Point markings for photos -
'''

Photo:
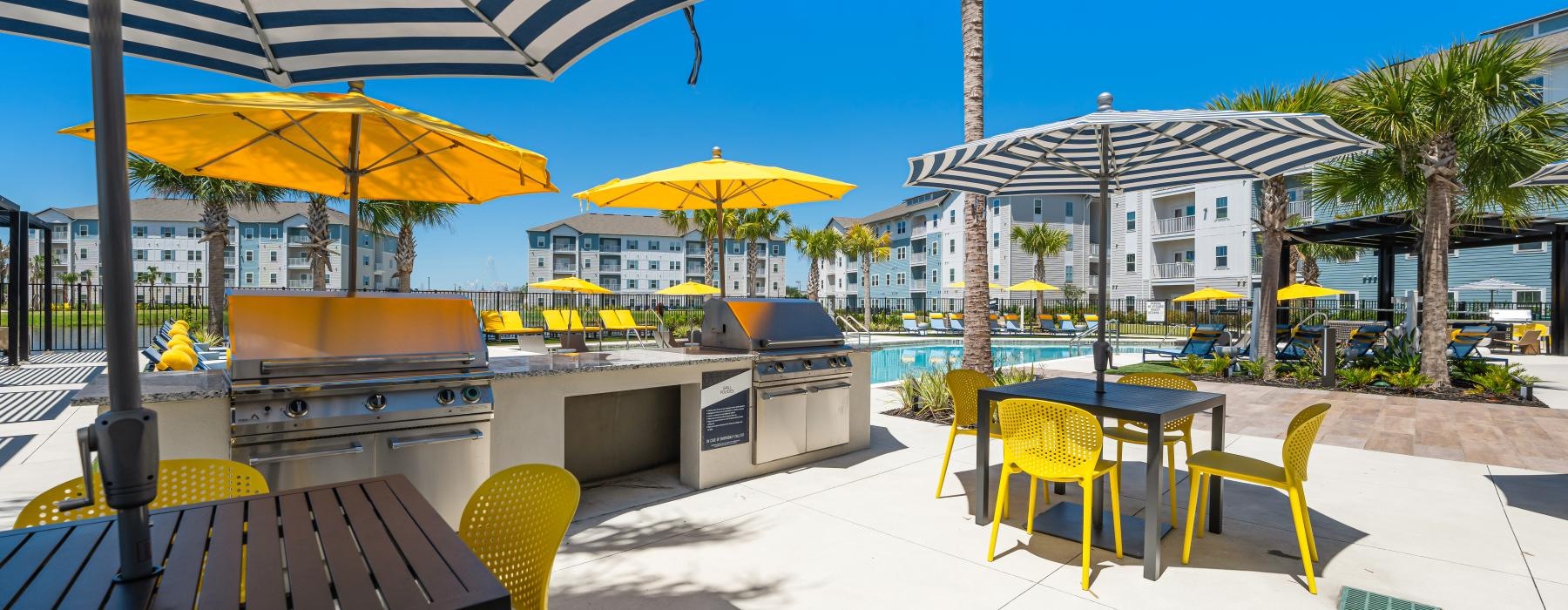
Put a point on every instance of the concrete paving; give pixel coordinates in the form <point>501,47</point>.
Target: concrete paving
<point>866,532</point>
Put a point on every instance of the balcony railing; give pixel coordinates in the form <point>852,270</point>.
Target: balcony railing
<point>1178,225</point>
<point>1173,270</point>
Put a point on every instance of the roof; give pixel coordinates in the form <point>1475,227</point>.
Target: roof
<point>187,211</point>
<point>1396,229</point>
<point>615,225</point>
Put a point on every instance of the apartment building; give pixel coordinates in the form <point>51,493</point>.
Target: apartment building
<point>266,245</point>
<point>637,254</point>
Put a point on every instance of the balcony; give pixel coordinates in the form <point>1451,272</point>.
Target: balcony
<point>1173,270</point>
<point>1173,227</point>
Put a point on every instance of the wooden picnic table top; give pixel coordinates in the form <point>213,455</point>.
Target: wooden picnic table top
<point>356,545</point>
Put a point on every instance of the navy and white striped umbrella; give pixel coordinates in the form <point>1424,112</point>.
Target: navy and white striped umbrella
<point>1550,174</point>
<point>311,41</point>
<point>1152,149</point>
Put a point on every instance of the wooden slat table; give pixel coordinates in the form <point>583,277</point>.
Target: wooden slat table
<point>1152,406</point>
<point>360,545</point>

'''

What the exercise asks -
Reproduce all the lines above, requests included, with each point coordinate in the answers multiplied by 0.5 and rounded to a whole number, halves rounding up. Leave the pictures out of your answer.

Full output -
Photo:
Put a point on every instance of the concrete paving; give pixel coordinates in the form <point>501,47</point>.
Target: concrete paving
<point>433,266</point>
Put a point on every instance of the balcony railing; give pixel coordinates in the form <point>852,270</point>.
Target: balcony railing
<point>589,113</point>
<point>587,135</point>
Put a point on every instance of the roof; give pixel coordinates in the form <point>1475,227</point>.
Target: roof
<point>94,106</point>
<point>698,115</point>
<point>308,113</point>
Put a point on every instance of the apartment building; give pixel coordinates in the form <point>51,493</point>.
Target: apartment building
<point>133,123</point>
<point>319,127</point>
Put a point on every instance of the balcony; give pixel coordinates in the form <point>1451,272</point>.
Target: balcony
<point>587,135</point>
<point>587,114</point>
Put a point on every instance of the wooden picnic table top; give pixel coordinates in the form <point>213,455</point>.
Target: wooden picnic table top
<point>178,273</point>
Put a point on every instance of the navy and white striped umbrella; give pixel coordinates in the form <point>1424,112</point>.
Target: navy and white striped umbrella
<point>775,87</point>
<point>156,21</point>
<point>576,75</point>
Put a point on every instance of the wooden slat table; give pixel coordinates in the form <point>583,277</point>.
Target: wooden slat table
<point>576,203</point>
<point>180,273</point>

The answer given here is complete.